> **原文抜粋**

⟨

なお、前記開口の横断面とは、開口端部における管の中心軸と垂直な面であって、開口端部の端面を含む面である。また、端面が中心軸と垂直な平面でない場合は、開口端部における管の中心軸と垂直な面であって、管の外表面及び内表面と交わり、且つ管の端面とは交わらない面の内で、開口端部に最も近い面を開口の横断面という。
【0030】
固体電解質材料としては、蛍石型の結晶構造を取るものとして、イットリア安定化ジルコニア(8YSZ)又はイットリア部分安定化ジルコニア(3YSZ)の他に、スカンジアで安定化した上、セリアもしくはアルミナがドープされたジルコニア(ScSZ)、あるいは、ガドリニウムもしくはサマリウムをドープしたセリア(GDC、SDC)などがあげられる。またペロブスカイト型結晶構造としてはストロンチウムやマグネシウムあるいはコバルトなどをドープしたランタンガレート(LSGM、LSGMC)などを使用することもできる。またその他の種類のものであっても酸素イオン導電性を有するセラミックスであれば使用することができる。
また、ある種のペロブスカイト系組成物などにみられるプロトン導電性のある電解質であっても、本発明の趣旨をそこなうものではない。
この電解質は、原則として緻密に焼上げたものが良いが、特殊なリアクターとして使用する場合に於いては通気性を有する多孔体となっていてもかまわない。

⟩

> **ポイント配置のエントリ**
⟨

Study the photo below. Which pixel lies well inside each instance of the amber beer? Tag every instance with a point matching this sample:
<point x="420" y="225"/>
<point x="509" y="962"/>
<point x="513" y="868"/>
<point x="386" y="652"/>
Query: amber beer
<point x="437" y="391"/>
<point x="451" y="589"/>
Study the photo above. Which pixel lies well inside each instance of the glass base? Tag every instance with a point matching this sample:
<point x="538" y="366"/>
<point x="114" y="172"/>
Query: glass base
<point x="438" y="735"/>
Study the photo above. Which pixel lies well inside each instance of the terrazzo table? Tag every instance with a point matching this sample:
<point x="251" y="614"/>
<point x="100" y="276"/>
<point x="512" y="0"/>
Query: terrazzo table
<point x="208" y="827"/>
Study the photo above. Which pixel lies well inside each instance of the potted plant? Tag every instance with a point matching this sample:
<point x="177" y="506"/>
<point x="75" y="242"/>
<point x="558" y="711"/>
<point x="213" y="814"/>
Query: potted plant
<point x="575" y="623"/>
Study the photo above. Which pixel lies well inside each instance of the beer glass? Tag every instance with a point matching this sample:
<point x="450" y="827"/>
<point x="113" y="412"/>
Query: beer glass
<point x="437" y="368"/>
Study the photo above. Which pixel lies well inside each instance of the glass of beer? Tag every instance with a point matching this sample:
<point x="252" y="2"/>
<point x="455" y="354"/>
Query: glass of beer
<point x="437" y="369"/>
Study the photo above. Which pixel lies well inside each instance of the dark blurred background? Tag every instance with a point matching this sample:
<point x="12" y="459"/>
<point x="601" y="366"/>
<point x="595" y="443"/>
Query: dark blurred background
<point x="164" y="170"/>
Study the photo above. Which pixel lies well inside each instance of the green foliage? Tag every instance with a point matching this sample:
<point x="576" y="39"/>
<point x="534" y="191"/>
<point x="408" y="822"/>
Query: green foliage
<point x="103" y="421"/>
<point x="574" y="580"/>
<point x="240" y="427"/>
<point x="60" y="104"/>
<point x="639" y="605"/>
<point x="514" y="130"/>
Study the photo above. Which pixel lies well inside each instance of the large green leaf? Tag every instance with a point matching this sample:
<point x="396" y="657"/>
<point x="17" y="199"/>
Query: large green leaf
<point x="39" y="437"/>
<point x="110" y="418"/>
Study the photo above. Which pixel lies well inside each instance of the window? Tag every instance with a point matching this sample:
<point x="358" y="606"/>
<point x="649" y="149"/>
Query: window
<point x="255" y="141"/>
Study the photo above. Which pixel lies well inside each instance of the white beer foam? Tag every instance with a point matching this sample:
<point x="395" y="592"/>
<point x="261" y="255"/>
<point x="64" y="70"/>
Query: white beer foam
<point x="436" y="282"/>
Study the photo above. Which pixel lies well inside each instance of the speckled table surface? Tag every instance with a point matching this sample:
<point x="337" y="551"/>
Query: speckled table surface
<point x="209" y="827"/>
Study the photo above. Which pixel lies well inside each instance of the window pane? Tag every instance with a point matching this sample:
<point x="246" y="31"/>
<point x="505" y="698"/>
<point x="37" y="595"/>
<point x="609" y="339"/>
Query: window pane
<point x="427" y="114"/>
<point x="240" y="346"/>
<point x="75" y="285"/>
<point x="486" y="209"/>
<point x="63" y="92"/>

⟩

> **作業内容**
固体電解質材料を説明した抜粋の最後の文に続けて、その先を書いてもらえますか？

> **作業結果**
【0031】
前記第1の電極と前記第2の電極は前記管状の固体電解質材料を挟むように、固体電解質材料の管内表面と管外表面に形成されている。なお、第1の電極を空気極、第2の電極を燃料極として使用しても。若しくは、第1の電極を燃料極、第2の電極を空気極として使用してもよい。
【0032】
前記空気極の材料は、酸化剤ガスの反応の触媒となる物質であればよい。また、空気極の材料は酸化雰囲気でも導電性を有し、電解質との熱膨張係数が近似していることが望ましい。このような材料としては、例えば、Co、Fe、Cr、Mnなどの複合酸化物があげられる。前記複合酸化物としては、SSC;(Sm,Sr)CoO3、LSM;(La,Sr)MnO3、LSC;(La,Sr)CoO3、(La,Sr)(Fe,Co)O3、LNF;(LaNi0.6Fe0.4O3)、(La,Ca)MnO3などがある。また、Pt、Ag、Pdなどの金属を用いることも可能である。
また、上記材料により形成される空気極は、酸化剤ガスや反応生成物の通過を妨げない粗構造であることが望ましい。
【0033】
前記燃料極の材料は、燃料ガスの反応の触媒となる物質であればよい。また、燃料極の材料は、還元した際に導電性がでるものであって、電解質との熱膨張係数が近似していることが望ましい。このような材料としては、例えば、Ni、Fe、Co、Pt、Pd、Ru、Agなどの酸化物、これらの酸化物の混合物などがあげられる。また、前記酸化物もしくは前記混合物を前記固体電解質材料(3YSZ、8YSZ、ScSZ、GDC、SDC、LSGM)などと混合したサーメットを用いることもできる。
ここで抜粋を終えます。